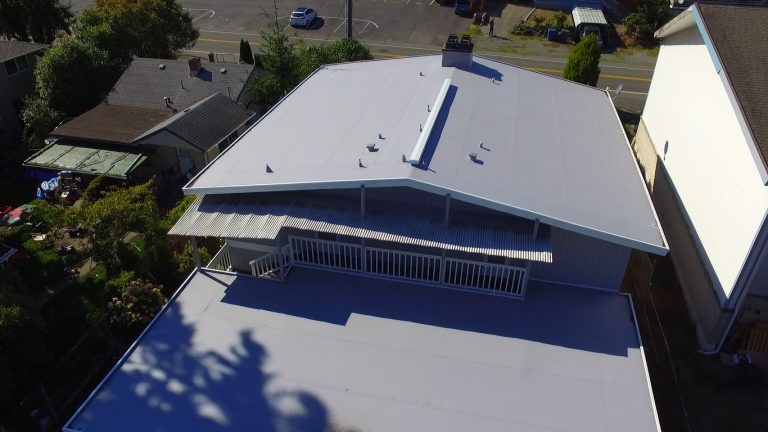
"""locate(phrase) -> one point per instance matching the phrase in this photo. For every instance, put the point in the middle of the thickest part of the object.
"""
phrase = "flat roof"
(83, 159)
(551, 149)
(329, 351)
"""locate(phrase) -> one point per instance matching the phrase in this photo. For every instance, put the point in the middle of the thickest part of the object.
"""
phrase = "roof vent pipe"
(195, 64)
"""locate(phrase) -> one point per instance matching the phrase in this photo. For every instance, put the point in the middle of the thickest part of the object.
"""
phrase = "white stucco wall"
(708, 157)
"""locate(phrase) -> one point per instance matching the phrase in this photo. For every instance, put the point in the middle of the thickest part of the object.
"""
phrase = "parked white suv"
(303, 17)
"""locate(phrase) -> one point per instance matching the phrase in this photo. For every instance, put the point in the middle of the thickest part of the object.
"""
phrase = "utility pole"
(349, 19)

┄┄┄┄┄┄┄┄┄┄┄┄┄┄┄┄┄┄┄┄

SET PROBLEM ::
Reproduce the material above verbatim, leaving out the pictures.

TASK RESULT ::
"""locate(phrase) -> one point per instance matching the phrase in this photo. For every instance, put the point in the middle of the thickest part of the object.
"""
phrase = "flat roof"
(83, 159)
(551, 149)
(329, 351)
"""locate(phrase) -> one point per instance matching the phrase in this photo. For every instance, put the point in the middle of the thickest part of the object.
"""
phrase = "roof vent pipe"
(195, 64)
"""locate(phrase) -> one point per instance matching the phrase in this photo. For every instance, put the point in the middle of the thickest part of the object.
"""
phrase = "white stucco wall"
(708, 157)
"""locate(phrase) -> one point per instance matching the phrase in this photo. For every instance, put the point in the middle of the thickest part of the object.
"""
phrase = "parked white suv"
(303, 17)
"""locate(phrase) -> one point per instance matching the phrase in this photo. For every instance, put the point in the middle of the thickest part of the object.
"""
phrase = "utility pole"
(349, 19)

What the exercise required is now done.